INFORMATION GIVEN:
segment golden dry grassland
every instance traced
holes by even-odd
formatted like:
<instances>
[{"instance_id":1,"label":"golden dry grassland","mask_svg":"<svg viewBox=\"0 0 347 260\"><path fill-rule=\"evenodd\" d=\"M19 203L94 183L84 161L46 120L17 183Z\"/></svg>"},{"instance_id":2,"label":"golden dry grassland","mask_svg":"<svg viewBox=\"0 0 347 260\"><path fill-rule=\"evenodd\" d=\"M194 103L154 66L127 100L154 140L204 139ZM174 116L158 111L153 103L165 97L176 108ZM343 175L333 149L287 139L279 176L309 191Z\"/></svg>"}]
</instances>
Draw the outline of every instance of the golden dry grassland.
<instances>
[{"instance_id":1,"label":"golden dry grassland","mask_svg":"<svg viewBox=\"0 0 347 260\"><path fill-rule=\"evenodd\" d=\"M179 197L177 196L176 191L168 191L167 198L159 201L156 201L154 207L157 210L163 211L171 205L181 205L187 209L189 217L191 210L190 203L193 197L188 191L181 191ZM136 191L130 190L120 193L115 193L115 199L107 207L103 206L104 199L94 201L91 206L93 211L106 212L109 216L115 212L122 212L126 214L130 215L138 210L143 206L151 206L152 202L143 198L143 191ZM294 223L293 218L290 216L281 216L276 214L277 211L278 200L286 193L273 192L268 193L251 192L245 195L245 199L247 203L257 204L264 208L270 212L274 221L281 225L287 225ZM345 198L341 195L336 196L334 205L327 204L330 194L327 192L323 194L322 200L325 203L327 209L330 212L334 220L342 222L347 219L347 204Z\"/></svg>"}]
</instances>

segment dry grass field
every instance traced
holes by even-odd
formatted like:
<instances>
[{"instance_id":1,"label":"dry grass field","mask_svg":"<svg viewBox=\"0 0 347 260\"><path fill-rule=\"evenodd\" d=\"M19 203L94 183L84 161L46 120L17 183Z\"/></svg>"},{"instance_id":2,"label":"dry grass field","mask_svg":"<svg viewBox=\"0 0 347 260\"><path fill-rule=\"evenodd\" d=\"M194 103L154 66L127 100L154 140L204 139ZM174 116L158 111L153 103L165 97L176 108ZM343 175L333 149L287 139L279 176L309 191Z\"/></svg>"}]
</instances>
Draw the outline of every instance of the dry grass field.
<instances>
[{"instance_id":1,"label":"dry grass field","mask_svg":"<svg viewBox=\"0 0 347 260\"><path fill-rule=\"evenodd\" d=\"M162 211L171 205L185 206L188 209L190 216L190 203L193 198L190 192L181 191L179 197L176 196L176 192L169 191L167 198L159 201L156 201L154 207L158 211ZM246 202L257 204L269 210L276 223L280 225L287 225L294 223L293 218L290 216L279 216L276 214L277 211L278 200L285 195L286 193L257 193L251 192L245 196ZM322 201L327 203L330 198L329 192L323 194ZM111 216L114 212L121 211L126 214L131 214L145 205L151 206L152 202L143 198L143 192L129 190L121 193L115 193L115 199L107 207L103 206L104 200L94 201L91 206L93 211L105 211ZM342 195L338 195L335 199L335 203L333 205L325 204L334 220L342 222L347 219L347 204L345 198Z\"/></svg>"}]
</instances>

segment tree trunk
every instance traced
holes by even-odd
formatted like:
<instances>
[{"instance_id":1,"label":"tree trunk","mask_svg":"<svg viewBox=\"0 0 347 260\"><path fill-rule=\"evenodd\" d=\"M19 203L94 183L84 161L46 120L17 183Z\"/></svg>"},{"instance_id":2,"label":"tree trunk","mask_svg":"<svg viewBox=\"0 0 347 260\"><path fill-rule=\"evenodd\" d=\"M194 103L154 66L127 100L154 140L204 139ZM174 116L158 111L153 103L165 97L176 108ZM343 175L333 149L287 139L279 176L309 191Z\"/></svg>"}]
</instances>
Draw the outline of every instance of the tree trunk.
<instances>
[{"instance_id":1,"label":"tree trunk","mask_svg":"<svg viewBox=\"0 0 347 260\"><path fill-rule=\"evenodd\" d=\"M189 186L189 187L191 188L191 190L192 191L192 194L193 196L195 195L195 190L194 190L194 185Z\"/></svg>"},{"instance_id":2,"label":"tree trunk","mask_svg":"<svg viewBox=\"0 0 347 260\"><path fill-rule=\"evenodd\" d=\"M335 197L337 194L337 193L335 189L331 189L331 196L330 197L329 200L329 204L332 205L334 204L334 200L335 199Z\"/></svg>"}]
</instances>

SET TASK: Reproduce all of the data above, replacing every occurrence of "formatted like" with "formatted as" and leaving everything else unchanged.

EXERCISE OUTPUT:
segment golden dry grassland
every instance traced
holes by even-odd
formatted as:
<instances>
[{"instance_id":1,"label":"golden dry grassland","mask_svg":"<svg viewBox=\"0 0 347 260\"><path fill-rule=\"evenodd\" d=\"M19 203L94 183L84 161L46 120L17 183Z\"/></svg>"},{"instance_id":2,"label":"golden dry grassland","mask_svg":"<svg viewBox=\"0 0 347 260\"><path fill-rule=\"evenodd\" d=\"M194 103L154 66L127 100L154 140L204 139ZM174 116L158 111L153 103L165 97L176 108ZM343 175L333 149L287 139L279 176L309 191Z\"/></svg>"}]
</instances>
Draw the outline of every instance of the golden dry grassland.
<instances>
[{"instance_id":1,"label":"golden dry grassland","mask_svg":"<svg viewBox=\"0 0 347 260\"><path fill-rule=\"evenodd\" d=\"M179 197L177 196L176 191L168 191L167 198L159 201L156 201L154 207L157 210L163 211L171 205L181 205L187 209L189 217L191 210L190 203L193 197L188 191L181 191ZM136 191L130 190L120 193L115 193L115 199L107 207L103 206L104 199L94 201L91 206L93 211L106 212L109 216L115 212L122 212L126 214L130 215L138 210L143 206L151 206L152 202L143 198L143 191ZM294 223L293 218L290 216L281 216L276 214L277 211L278 200L286 193L273 192L268 193L251 192L245 195L245 199L247 203L257 204L264 208L270 212L274 221L281 225L287 225ZM345 198L341 195L336 196L334 205L327 204L330 194L327 192L323 194L322 200L325 203L327 209L330 212L334 220L342 222L347 219L347 204Z\"/></svg>"}]
</instances>

segment dry grass field
every instance traced
holes by even-odd
formatted as:
<instances>
[{"instance_id":1,"label":"dry grass field","mask_svg":"<svg viewBox=\"0 0 347 260\"><path fill-rule=\"evenodd\" d=\"M19 203L94 183L84 161L46 120L17 183Z\"/></svg>"},{"instance_id":2,"label":"dry grass field","mask_svg":"<svg viewBox=\"0 0 347 260\"><path fill-rule=\"evenodd\" d=\"M194 103L154 66L127 100L154 140L204 139ZM174 116L158 111L153 103L165 97L176 108ZM343 175L333 149L287 139L279 176L309 191Z\"/></svg>"}]
</instances>
Draw the outline of every instance of the dry grass field.
<instances>
[{"instance_id":1,"label":"dry grass field","mask_svg":"<svg viewBox=\"0 0 347 260\"><path fill-rule=\"evenodd\" d=\"M162 211L171 205L185 206L188 209L190 216L190 203L193 198L190 192L181 191L179 197L176 196L176 192L169 191L167 198L159 201L156 201L154 207L158 211ZM246 202L257 204L269 210L276 223L280 225L287 225L294 223L293 218L290 216L279 216L276 214L277 211L278 200L285 195L286 193L257 193L251 192L245 196ZM322 201L327 203L330 198L329 192L323 194ZM111 216L114 212L121 211L126 214L131 214L145 205L151 206L152 202L143 198L143 192L129 190L121 193L115 193L115 199L107 207L103 206L104 200L94 201L91 206L93 211L105 211ZM342 195L338 195L335 199L335 203L333 205L325 204L334 220L342 222L347 219L347 204L345 198Z\"/></svg>"}]
</instances>

segment tree trunk
every instance traced
holes by even-odd
formatted as:
<instances>
[{"instance_id":1,"label":"tree trunk","mask_svg":"<svg viewBox=\"0 0 347 260\"><path fill-rule=\"evenodd\" d=\"M19 203L94 183L84 161L46 120L17 183Z\"/></svg>"},{"instance_id":2,"label":"tree trunk","mask_svg":"<svg viewBox=\"0 0 347 260\"><path fill-rule=\"evenodd\" d=\"M194 103L154 66L127 100L154 140L204 139ZM174 116L158 111L153 103L165 97L176 108ZM343 175L333 149L287 139L279 176L309 191Z\"/></svg>"}]
</instances>
Draw the outline of every instance of the tree trunk.
<instances>
[{"instance_id":1,"label":"tree trunk","mask_svg":"<svg viewBox=\"0 0 347 260\"><path fill-rule=\"evenodd\" d=\"M189 186L189 187L191 188L191 190L192 191L192 194L193 196L195 195L195 190L194 190L194 185Z\"/></svg>"},{"instance_id":2,"label":"tree trunk","mask_svg":"<svg viewBox=\"0 0 347 260\"><path fill-rule=\"evenodd\" d=\"M335 197L337 194L337 193L335 189L331 189L331 196L330 197L329 200L329 204L332 205L334 204L334 200L335 199Z\"/></svg>"}]
</instances>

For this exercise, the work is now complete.